### [ACTION ITEM]
Write out, exactly as they stand, the line containing "the pony muzzle." and all subsequent lines up to and including the final line of the records.

** RECORDS PROVIDED follows **

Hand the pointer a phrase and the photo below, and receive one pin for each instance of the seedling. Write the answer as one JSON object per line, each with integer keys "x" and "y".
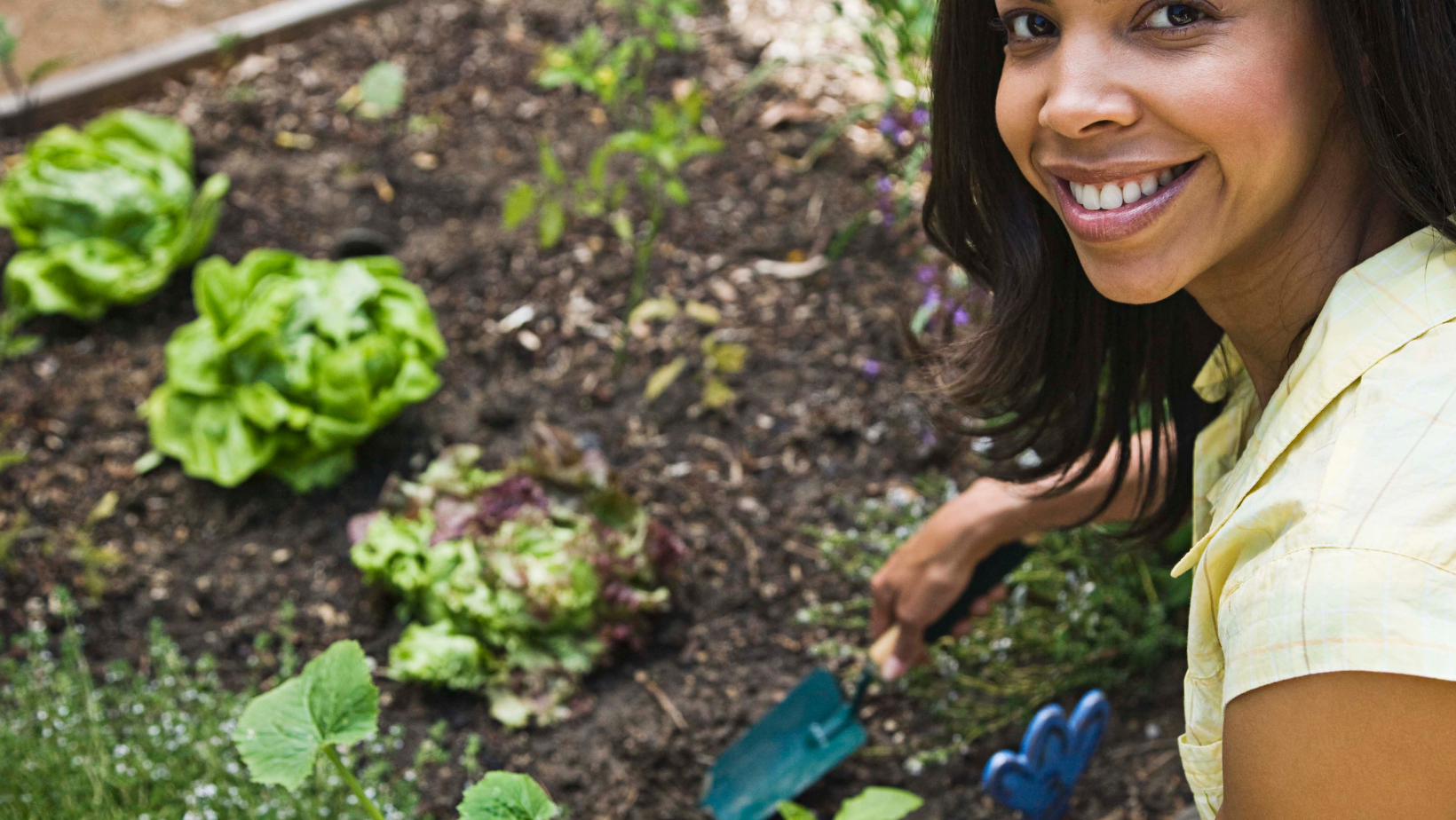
{"x": 379, "y": 93}
{"x": 719, "y": 357}
{"x": 657, "y": 154}
{"x": 334, "y": 704}
{"x": 875, "y": 803}
{"x": 594, "y": 66}
{"x": 9, "y": 44}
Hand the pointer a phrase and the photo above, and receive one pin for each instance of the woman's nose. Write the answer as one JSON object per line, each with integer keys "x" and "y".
{"x": 1083, "y": 97}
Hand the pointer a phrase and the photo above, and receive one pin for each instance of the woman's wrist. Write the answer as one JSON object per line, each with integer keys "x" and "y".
{"x": 989, "y": 515}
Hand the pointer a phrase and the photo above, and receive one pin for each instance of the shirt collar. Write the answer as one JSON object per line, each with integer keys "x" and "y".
{"x": 1374, "y": 308}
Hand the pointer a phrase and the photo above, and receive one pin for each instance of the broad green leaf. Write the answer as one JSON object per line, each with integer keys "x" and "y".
{"x": 550, "y": 166}
{"x": 663, "y": 377}
{"x": 332, "y": 702}
{"x": 504, "y": 795}
{"x": 382, "y": 91}
{"x": 552, "y": 223}
{"x": 518, "y": 204}
{"x": 794, "y": 811}
{"x": 277, "y": 737}
{"x": 716, "y": 393}
{"x": 622, "y": 226}
{"x": 724, "y": 357}
{"x": 878, "y": 803}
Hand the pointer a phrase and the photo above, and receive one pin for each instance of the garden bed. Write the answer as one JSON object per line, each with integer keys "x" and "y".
{"x": 811, "y": 422}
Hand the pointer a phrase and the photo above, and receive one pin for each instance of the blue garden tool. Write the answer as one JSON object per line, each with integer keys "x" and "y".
{"x": 814, "y": 729}
{"x": 1053, "y": 754}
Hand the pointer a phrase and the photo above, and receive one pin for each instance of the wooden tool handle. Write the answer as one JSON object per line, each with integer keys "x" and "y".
{"x": 991, "y": 572}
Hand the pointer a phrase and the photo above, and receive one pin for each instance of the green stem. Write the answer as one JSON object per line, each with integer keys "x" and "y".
{"x": 354, "y": 784}
{"x": 638, "y": 290}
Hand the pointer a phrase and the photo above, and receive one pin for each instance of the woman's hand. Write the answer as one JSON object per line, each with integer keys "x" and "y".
{"x": 930, "y": 570}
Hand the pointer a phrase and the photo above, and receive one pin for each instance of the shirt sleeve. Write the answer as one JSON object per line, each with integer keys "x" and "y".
{"x": 1338, "y": 609}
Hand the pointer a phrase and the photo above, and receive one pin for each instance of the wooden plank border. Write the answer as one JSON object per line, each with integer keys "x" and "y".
{"x": 120, "y": 79}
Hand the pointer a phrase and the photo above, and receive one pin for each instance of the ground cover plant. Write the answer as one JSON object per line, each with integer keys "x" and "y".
{"x": 334, "y": 706}
{"x": 1085, "y": 612}
{"x": 104, "y": 216}
{"x": 875, "y": 803}
{"x": 291, "y": 363}
{"x": 150, "y": 742}
{"x": 518, "y": 581}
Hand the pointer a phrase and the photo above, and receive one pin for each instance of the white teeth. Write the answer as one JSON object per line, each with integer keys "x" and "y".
{"x": 1112, "y": 197}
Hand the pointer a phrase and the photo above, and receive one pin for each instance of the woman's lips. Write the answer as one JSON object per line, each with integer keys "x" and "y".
{"x": 1124, "y": 222}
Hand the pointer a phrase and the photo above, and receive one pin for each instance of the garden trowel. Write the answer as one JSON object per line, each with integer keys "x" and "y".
{"x": 814, "y": 729}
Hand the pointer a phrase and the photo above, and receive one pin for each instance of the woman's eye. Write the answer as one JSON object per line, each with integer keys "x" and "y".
{"x": 1031, "y": 27}
{"x": 1175, "y": 16}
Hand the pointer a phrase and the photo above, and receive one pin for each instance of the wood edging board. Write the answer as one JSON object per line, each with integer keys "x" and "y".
{"x": 117, "y": 81}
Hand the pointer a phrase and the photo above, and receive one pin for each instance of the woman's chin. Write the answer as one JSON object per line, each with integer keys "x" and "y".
{"x": 1130, "y": 284}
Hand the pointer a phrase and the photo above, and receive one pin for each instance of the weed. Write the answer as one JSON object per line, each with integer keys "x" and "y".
{"x": 127, "y": 745}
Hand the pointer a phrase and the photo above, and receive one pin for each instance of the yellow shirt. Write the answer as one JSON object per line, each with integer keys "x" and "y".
{"x": 1325, "y": 526}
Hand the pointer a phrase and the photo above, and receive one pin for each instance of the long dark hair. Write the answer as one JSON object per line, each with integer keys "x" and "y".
{"x": 1060, "y": 369}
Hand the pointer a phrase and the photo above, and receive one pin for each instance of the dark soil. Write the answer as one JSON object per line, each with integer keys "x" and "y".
{"x": 810, "y": 427}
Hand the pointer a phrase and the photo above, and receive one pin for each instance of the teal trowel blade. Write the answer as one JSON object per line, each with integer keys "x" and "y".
{"x": 795, "y": 745}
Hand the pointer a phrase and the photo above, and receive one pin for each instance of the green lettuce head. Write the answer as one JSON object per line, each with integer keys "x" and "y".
{"x": 104, "y": 216}
{"x": 290, "y": 365}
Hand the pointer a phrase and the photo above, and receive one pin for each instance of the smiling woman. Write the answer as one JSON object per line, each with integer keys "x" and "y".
{"x": 1135, "y": 179}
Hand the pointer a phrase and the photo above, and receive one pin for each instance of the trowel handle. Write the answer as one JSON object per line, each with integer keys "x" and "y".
{"x": 991, "y": 572}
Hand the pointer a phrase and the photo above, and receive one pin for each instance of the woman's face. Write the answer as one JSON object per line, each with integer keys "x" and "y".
{"x": 1174, "y": 138}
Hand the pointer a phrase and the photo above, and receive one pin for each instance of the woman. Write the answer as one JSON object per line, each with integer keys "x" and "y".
{"x": 1223, "y": 220}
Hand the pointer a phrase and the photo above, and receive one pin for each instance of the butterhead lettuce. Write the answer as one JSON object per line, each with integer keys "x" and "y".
{"x": 105, "y": 215}
{"x": 290, "y": 365}
{"x": 518, "y": 581}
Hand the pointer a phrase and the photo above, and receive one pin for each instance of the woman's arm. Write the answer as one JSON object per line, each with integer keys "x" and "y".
{"x": 1341, "y": 746}
{"x": 930, "y": 568}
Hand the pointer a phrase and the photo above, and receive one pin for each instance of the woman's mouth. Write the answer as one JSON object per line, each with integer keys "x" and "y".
{"x": 1107, "y": 211}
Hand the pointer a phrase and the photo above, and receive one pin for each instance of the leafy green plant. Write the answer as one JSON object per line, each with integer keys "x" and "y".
{"x": 1085, "y": 612}
{"x": 104, "y": 216}
{"x": 379, "y": 93}
{"x": 718, "y": 357}
{"x": 129, "y": 742}
{"x": 518, "y": 581}
{"x": 290, "y": 365}
{"x": 334, "y": 704}
{"x": 875, "y": 803}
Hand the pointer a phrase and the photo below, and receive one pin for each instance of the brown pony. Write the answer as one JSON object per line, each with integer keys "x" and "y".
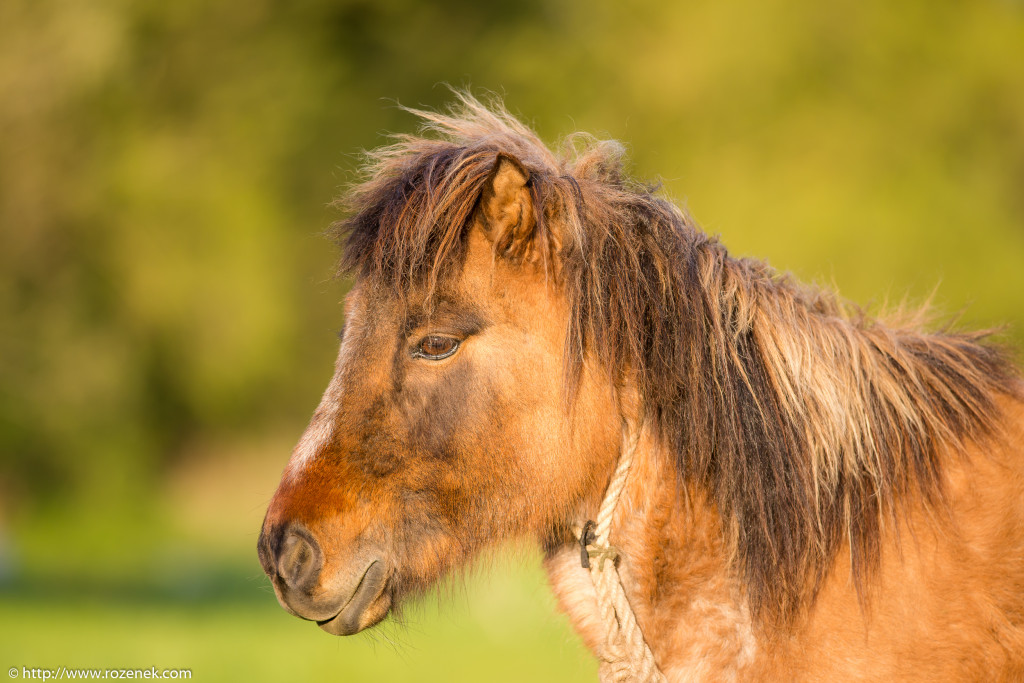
{"x": 815, "y": 495}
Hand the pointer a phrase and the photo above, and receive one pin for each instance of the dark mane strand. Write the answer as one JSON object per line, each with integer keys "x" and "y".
{"x": 808, "y": 422}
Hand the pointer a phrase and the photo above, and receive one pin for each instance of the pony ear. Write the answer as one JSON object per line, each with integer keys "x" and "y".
{"x": 506, "y": 207}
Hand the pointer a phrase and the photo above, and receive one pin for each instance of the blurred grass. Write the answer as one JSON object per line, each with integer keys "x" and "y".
{"x": 167, "y": 313}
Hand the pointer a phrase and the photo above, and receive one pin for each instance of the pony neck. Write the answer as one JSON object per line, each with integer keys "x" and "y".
{"x": 674, "y": 566}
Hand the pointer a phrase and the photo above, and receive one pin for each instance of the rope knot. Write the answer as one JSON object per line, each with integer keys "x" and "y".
{"x": 626, "y": 655}
{"x": 599, "y": 552}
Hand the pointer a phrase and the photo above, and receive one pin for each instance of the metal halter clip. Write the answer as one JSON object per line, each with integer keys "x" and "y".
{"x": 586, "y": 538}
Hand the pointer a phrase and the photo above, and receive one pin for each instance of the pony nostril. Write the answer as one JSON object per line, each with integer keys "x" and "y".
{"x": 299, "y": 559}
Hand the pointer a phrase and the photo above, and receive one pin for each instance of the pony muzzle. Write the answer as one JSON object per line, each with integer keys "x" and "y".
{"x": 343, "y": 604}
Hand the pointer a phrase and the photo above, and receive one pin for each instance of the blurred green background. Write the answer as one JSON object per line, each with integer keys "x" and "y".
{"x": 167, "y": 300}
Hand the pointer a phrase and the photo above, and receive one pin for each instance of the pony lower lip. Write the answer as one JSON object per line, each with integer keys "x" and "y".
{"x": 371, "y": 588}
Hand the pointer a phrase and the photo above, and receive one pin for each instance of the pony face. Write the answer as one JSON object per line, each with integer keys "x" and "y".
{"x": 444, "y": 429}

** End of RECORDS PROVIDED **

### [RESPONSE TO THIS TASK]
Hand the pointer a phrase and the photo above, and receive one pin for each instance of the pony muzzle. Write the answer as one JSON object per line, each with integer keys "x" and "y".
{"x": 343, "y": 604}
Hand the pointer a phrase and the photo above, and receive one pin for each instance of the blurred green background. Write the answer as one JSON object per line, each with integer keys "x" and "y".
{"x": 167, "y": 300}
Hand the pointer a phrase and the photo above, and receive one pin for each instance of the pony lower lip. Write the answer as one JSON object per line, each with integer keys "x" and "y".
{"x": 371, "y": 588}
Hand the pointer a phrase and the photo above, and receive one pin for each instance of the pony face. Write the answer as one JSON object per line, each with integer keys "x" and "y".
{"x": 444, "y": 429}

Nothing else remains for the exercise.